◆ Data shown
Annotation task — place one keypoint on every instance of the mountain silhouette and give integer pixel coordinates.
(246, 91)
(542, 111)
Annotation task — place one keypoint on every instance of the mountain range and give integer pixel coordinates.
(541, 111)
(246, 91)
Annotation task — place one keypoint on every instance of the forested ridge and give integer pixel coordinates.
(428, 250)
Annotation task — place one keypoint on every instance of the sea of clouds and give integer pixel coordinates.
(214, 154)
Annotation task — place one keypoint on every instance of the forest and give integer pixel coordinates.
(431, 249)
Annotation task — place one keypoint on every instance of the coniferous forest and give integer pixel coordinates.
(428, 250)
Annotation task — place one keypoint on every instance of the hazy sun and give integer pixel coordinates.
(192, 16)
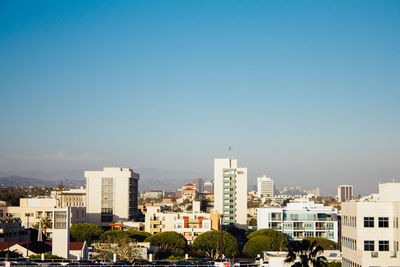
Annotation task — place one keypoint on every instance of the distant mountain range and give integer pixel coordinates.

◆ What needs to be done
Reproduce each entry exactly, without the pictures.

◆ Written response
Annotation task — place one keypoint on every instance of the mountain silhouette and give integer pixel coordinates.
(246, 91)
(542, 111)
Annotation task — place one keypoint on every instance of the mountain range and give integer pixel coordinates.
(541, 111)
(246, 91)
Annotation task — place one keypoint on every instance of the forested ridge and give integer pixel coordinates.
(428, 250)
Annotation task — place one keypoint on every instance of the sea of clouds and give integer pixel coordinates.
(214, 154)
Annotation task — place one keypoint on every instance of the forest and give integer pixel coordinates.
(431, 249)
Annotation task — place one keypoint on every instance of the coniferous forest and give integer pixel coordinates.
(428, 250)
Annotation task — place one keypoint on every instance of the hazy sun and give integer pixel coordinates.
(192, 16)
Annotation task — place one keypoint on every instance of the distant mountain range and give integer pixel coordinates.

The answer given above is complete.